(Stored data entries)
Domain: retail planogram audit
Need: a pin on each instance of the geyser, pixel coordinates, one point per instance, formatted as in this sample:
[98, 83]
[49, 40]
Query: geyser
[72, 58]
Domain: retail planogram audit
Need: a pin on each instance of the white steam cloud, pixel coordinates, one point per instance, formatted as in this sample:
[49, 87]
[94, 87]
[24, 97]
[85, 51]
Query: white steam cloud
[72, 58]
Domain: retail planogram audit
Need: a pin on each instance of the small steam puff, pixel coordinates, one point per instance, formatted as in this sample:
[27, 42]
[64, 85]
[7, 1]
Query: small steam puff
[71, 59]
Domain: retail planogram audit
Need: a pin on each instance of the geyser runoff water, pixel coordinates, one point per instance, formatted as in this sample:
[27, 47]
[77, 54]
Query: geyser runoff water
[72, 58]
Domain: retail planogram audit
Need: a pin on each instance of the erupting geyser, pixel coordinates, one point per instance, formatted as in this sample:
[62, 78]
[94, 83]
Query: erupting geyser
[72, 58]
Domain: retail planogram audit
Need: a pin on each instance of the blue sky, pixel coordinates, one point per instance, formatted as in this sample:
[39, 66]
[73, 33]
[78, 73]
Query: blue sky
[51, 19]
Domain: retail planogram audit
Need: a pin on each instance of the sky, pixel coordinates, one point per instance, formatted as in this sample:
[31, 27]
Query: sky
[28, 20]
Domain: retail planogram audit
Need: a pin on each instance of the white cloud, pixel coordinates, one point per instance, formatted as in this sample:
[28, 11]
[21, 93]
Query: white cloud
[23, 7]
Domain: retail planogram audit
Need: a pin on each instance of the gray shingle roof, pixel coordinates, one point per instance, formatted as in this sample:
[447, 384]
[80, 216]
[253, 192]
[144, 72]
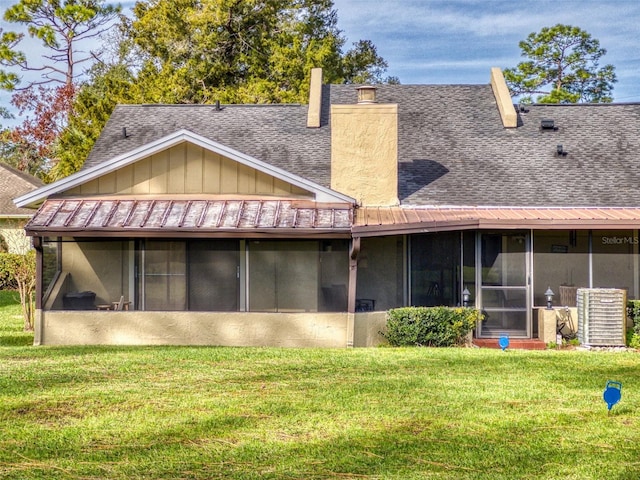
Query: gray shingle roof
[453, 149]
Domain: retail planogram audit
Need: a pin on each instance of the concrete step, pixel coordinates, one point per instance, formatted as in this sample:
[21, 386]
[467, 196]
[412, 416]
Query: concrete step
[514, 343]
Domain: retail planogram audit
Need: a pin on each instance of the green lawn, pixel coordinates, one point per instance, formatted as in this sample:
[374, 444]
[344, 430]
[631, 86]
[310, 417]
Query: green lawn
[379, 413]
[11, 321]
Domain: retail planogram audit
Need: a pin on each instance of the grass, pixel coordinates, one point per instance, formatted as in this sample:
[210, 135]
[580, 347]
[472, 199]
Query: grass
[11, 321]
[248, 413]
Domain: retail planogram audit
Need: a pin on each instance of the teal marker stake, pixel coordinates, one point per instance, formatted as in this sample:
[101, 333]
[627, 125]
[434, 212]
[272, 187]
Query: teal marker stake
[612, 393]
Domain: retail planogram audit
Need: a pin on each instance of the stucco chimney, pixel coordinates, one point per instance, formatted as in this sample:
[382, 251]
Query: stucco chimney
[364, 150]
[315, 99]
[503, 99]
[366, 94]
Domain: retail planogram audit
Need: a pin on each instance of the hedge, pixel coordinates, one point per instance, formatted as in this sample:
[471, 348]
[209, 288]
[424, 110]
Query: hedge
[633, 312]
[430, 326]
[8, 265]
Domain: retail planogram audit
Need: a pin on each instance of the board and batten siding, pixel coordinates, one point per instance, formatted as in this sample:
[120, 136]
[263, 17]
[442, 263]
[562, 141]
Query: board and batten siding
[187, 169]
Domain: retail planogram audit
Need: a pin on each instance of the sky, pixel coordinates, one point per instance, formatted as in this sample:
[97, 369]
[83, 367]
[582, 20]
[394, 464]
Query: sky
[458, 41]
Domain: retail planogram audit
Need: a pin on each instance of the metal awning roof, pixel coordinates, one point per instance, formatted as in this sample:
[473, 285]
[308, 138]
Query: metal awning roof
[189, 218]
[180, 217]
[376, 221]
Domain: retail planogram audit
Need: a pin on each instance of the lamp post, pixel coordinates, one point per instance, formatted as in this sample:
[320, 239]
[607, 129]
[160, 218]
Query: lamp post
[549, 295]
[466, 296]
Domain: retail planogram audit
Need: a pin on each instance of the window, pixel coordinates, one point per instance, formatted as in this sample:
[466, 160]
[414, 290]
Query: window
[297, 275]
[435, 269]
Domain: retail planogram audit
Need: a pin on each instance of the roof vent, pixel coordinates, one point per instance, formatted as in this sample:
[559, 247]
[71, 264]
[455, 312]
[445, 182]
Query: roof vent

### Work item
Read through the entries above, and wherever a line holds the string "vent", copy it.

### Output for this exercise
Need: a pin on each instance of the roof vent, pixel coordinates, one point per instance, formatted as in this sample:
Query: roof vent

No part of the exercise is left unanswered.